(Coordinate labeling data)
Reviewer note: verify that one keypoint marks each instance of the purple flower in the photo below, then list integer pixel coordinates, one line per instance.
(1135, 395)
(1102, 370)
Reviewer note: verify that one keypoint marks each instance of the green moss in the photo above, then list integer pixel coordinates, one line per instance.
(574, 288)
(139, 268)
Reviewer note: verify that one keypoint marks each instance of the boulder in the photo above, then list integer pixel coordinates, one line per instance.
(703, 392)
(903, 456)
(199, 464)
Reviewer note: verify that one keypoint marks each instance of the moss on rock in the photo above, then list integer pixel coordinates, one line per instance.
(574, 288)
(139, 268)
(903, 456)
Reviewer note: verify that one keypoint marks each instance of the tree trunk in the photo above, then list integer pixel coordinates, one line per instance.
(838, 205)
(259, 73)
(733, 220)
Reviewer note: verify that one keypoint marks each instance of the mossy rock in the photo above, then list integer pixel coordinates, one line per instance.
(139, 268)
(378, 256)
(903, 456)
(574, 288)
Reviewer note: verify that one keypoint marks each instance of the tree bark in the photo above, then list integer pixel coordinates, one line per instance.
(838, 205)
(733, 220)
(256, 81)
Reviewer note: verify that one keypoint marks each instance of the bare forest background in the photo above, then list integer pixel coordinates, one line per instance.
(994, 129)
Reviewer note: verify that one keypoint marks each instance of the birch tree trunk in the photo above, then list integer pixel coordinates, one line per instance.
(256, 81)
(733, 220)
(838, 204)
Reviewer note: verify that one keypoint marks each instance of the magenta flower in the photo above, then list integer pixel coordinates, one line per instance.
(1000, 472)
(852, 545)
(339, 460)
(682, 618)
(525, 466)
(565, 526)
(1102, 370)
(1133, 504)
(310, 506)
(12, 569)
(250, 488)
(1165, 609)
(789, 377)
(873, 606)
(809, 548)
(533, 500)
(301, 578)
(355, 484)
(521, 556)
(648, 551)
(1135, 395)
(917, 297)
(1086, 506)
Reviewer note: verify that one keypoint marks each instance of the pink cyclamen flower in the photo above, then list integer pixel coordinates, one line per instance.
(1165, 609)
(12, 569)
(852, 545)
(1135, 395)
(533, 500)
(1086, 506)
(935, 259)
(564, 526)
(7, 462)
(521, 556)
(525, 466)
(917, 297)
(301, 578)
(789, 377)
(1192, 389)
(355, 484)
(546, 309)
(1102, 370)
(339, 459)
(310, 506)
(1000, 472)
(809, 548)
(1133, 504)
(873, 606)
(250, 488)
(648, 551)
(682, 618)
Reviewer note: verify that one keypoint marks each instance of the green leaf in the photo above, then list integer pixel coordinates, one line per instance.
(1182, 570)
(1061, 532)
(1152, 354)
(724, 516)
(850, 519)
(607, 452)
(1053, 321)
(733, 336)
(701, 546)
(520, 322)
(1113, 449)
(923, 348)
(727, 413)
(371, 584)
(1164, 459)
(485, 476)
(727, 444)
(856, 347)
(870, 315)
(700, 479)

# [Job]
Copy out all of the lines above word for word, with nothing left out.

# [Answer to this task]
Reviewer note: verify that one keypoint marks each instance of the purple flower in the photo below, then list integer pixel coordinates, one line per instance.
(1135, 395)
(1102, 370)
Reviewer note: verify that one keypoint marks each instance of the green moss in the photo above, then list integer pixel coordinates, one line per instance.
(574, 288)
(139, 268)
Reviewer note: verify that one keypoint marks each instance of the boulder in the photo above, then list integer pixel coordinates, one line per instance.
(703, 392)
(903, 456)
(199, 464)
Reviewer note: verify that one keypoint marks each instance of the moss on rock in the photo above, then list integer pixel coordinates, one line per instance.
(574, 288)
(139, 268)
(903, 456)
Reviewer note: verify that one keypoint marks each instance of the tree trunk in the photo above, then list integer pixel coordinates, one line per instance.
(838, 205)
(259, 73)
(733, 220)
Reviewer note: verify that one keypoint marks each instance of the mossy rock in the photo above, then list integer pixel coordinates, one line per instance.
(139, 268)
(378, 256)
(903, 456)
(574, 288)
Reviewer note: verify that one keypoint marks each instance of the tree bark in the photo above, then list integer pixel coordinates, one line per instance.
(838, 205)
(733, 220)
(256, 81)
Reviewer note: verify that one keypoint marks each instance of the bare forest background in the photo above, then list integer pixel coordinates, one line per instance.
(994, 129)
Reviewer note: verify that one keypoint marks each instance of the birch tree trunk in the photo above, then list integer pixel coordinates, one line per instance.
(256, 81)
(733, 220)
(838, 204)
Reviewer note: verify that one keypoint marks each instance of the magenta flower in the photo above, then list integer pixel coordinates, one line per instance.
(1000, 472)
(852, 545)
(339, 460)
(682, 618)
(525, 466)
(565, 526)
(1102, 370)
(1133, 504)
(310, 506)
(12, 569)
(250, 488)
(1165, 609)
(789, 377)
(873, 606)
(809, 548)
(533, 500)
(301, 578)
(355, 484)
(521, 556)
(648, 551)
(1135, 395)
(917, 297)
(1086, 506)
Reviewer note: verify that one keypoint marks each instance of the pink cyclamen flower in the photo above, then list integer pixel coordinates, one line per instance.
(1165, 609)
(12, 569)
(852, 545)
(1135, 395)
(533, 500)
(1086, 506)
(935, 259)
(564, 526)
(7, 462)
(521, 556)
(525, 466)
(917, 297)
(301, 578)
(789, 377)
(1192, 389)
(355, 484)
(546, 309)
(1102, 370)
(339, 459)
(310, 506)
(1000, 472)
(809, 548)
(1133, 504)
(873, 606)
(250, 488)
(648, 551)
(682, 618)
Reviewer note: verify that one keypoint marks each instance of the green leaf in the photo above, then list integer pixel coordinates, one line per instance.
(1182, 570)
(1061, 532)
(1152, 354)
(724, 516)
(850, 519)
(607, 452)
(1053, 321)
(733, 336)
(701, 546)
(520, 322)
(1113, 449)
(923, 348)
(727, 413)
(371, 584)
(1164, 459)
(485, 476)
(727, 444)
(856, 347)
(870, 315)
(700, 479)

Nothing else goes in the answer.